▶ AIM: Reproduce every line of the records below, requests included, omitting the pictures, and add 138 to each x and y coordinate in the answers.

>>>>>

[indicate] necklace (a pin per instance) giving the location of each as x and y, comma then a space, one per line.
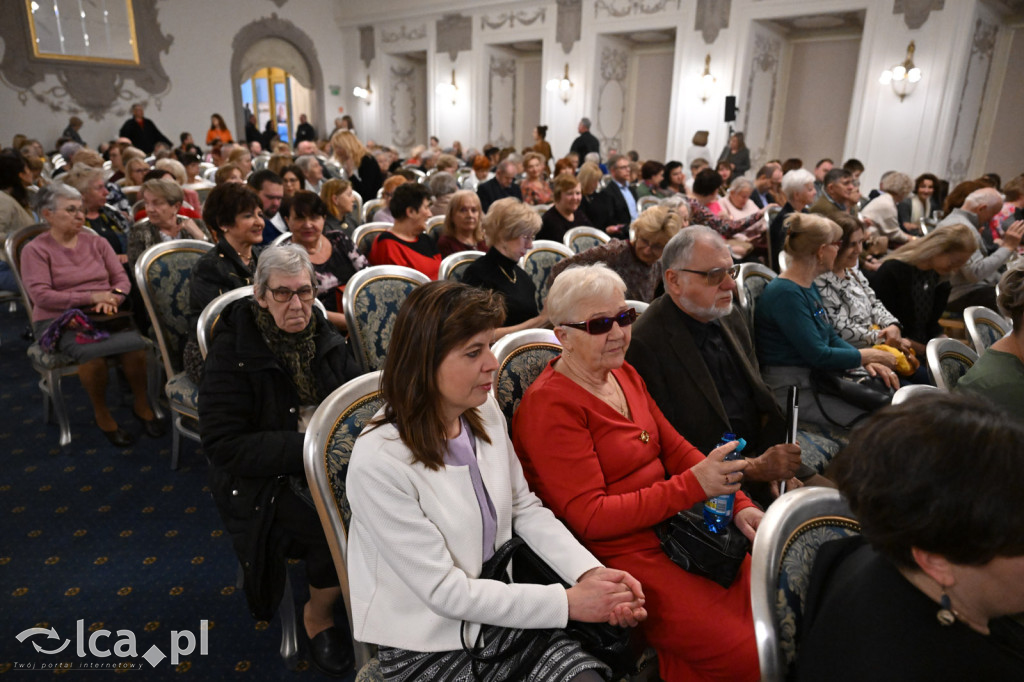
511, 278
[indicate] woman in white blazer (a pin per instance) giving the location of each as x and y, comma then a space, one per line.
435, 487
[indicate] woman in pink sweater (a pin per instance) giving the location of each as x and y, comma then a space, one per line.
67, 267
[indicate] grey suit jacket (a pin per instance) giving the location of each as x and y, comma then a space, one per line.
664, 352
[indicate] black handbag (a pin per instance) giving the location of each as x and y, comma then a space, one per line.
717, 556
605, 642
858, 389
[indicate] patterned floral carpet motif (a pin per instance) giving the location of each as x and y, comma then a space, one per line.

<<<<<

▶ WRITTEN RESPONSE:
[indicate] necklace (a pin per instance) giving the location of each as x and y, comma then a space, one per line.
649, 416
[indicate] woman in white blazer (a pin per instance) giving the location of each as x and y, comma then a space, one per line.
573, 625
[indicate] woman in pink sweater (a pin per instance) giving the location of each as x and y, comma then a space, one per line.
205, 405
[indicate] grey suit jacket (a pin per instance) giving the location of each as x and y, comma then a space, one per line.
802, 490
[indicate] black handbag (a pin per instance) giving the location of each as x and y, comma then a space, one per line.
855, 694
743, 780
996, 527
[indicate] patterned floral carpet motif (a pin per instance) giving the location of each as x and y, comma then a space, one per line.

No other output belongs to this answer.